• [Problem set]:
[A] Answer these questions from the article on organ donation in Singapore:
(i) What was the average waiting time for kidney transplants?
(ii) What is the yearly opt-out rate under the Human Organ Transplant Act?
(iii) On average, how many people pledged each year over the past five years under the Medical Therapy, Education and Research Act?
[B] From the article on organ donation in Singapore, write out the stretch from "Organ donation is" through "past five years." word for word.

• [Passage]:
═══

Singapore Faces Strain On Donor Supply As Organ Transplant Needs Outpace Deceased Donations

WORLD NEWS – SINGAPORE: More than 500 patients are currently waiting for vital organs, and only a fraction receive the gift of life each year. For kidney transplants, just 10% of those in need were transplanted last year, with an average waiting time of nine years. The scale of unmet demand frames an urgent national conversation about donation and the systems that must coordinate it.

Hospitals stage ceremonial final passages known as honor walks as part of end-of-life care, wheeling patients certified brain-dead into operating theaters while staff line corridors to pay tribute and support bereaved families. A single deceased donor has the potential to save up to seven lives, yet Singapore’s annual number of deceased donors remains in the low double digits, making every case heavily coordinated across multiple clinical units to maximize outcomes while respecting donor and family wishes.

Organ donation is governed by two statutory systems. The Human Organ Transplant Act covers kidneys, liver, heart and corneas and operates on an opt-out basis for citizens and permanent residents aged 21 and above, with an opt-out rate steady at about 3% annually. A separate Medical Therapy, Education and Research Act permits people of any nationality aged 18 and above to pledge other organs, tissues or their whole body for transplantation, education or research; roughly 800 individuals have pledged each year on average over the past five years.

Officials caution that donation cannot proceed in every case due to medical unsuitability or the absence of next-of-kin consent under the pledging scheme, highlighting the need for timely family conversations. The national transplant unit is investing in staff training to integrate organ donation into compassionate end-of-life discussions. Brain donations are managed jointly by the national unit and a brain bank. In parliamentary exchanges this year, a legislator and neuroscientist called for a single consolidated registry; the health ministry said existing registries are coordinated and there are no current plans to merge them, while acknowledging gaps in public knowledge that, if addressed, could increase pledges and save more lives through transplantation.

═══

• [Provided material]:
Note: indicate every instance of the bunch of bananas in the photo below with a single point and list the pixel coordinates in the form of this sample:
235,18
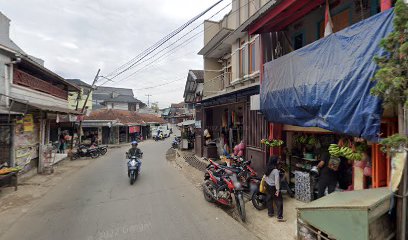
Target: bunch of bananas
337,151
301,139
312,141
334,150
272,142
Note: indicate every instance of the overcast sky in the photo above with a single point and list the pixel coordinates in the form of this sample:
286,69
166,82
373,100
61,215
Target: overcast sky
76,37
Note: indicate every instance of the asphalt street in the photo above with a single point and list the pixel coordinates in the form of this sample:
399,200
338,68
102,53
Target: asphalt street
97,202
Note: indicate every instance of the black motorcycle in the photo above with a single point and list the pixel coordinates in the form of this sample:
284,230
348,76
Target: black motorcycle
176,142
84,151
134,165
101,149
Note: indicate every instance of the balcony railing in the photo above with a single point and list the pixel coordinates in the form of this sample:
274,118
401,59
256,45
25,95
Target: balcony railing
27,80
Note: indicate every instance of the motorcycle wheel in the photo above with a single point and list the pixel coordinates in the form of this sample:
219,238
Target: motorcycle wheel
241,206
207,196
104,151
94,154
75,156
258,200
132,179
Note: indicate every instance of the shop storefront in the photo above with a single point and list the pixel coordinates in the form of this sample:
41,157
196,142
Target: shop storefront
331,124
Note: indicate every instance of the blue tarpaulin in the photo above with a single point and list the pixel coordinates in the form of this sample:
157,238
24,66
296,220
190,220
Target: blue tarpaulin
327,83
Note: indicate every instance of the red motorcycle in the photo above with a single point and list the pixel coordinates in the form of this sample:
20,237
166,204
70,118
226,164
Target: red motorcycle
220,185
246,175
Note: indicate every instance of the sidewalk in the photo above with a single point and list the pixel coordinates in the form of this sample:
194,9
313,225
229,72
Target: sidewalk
257,222
32,186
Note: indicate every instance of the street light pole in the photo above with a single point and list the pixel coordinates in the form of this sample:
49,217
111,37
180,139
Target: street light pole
83,108
148,99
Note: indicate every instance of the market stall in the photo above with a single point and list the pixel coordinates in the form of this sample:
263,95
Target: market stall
347,158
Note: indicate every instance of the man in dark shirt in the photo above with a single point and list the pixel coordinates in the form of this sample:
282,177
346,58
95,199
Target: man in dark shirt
328,176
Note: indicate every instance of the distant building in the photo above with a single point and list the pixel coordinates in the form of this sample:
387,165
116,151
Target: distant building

═══

• [Answers below]:
[A]
(i) Nine years.
(ii) About 3%.
(iii) Roughly 800.

[B]
Organ donation is governed by two statutory systems. The Human Organ Transplant Act covers kidneys, liver, heart and corneas and operates on an opt-out basis for citizens and permanent residents aged 21 and above, with an opt-out rate steady at about 3% annually. A separate Medical Therapy, Education and Research Act permits people of any nationality aged 18 and above to pledge other organs, tissues or their whole body for transplantation, education or research; roughly 800 individuals have pledged each year on average over the past five years.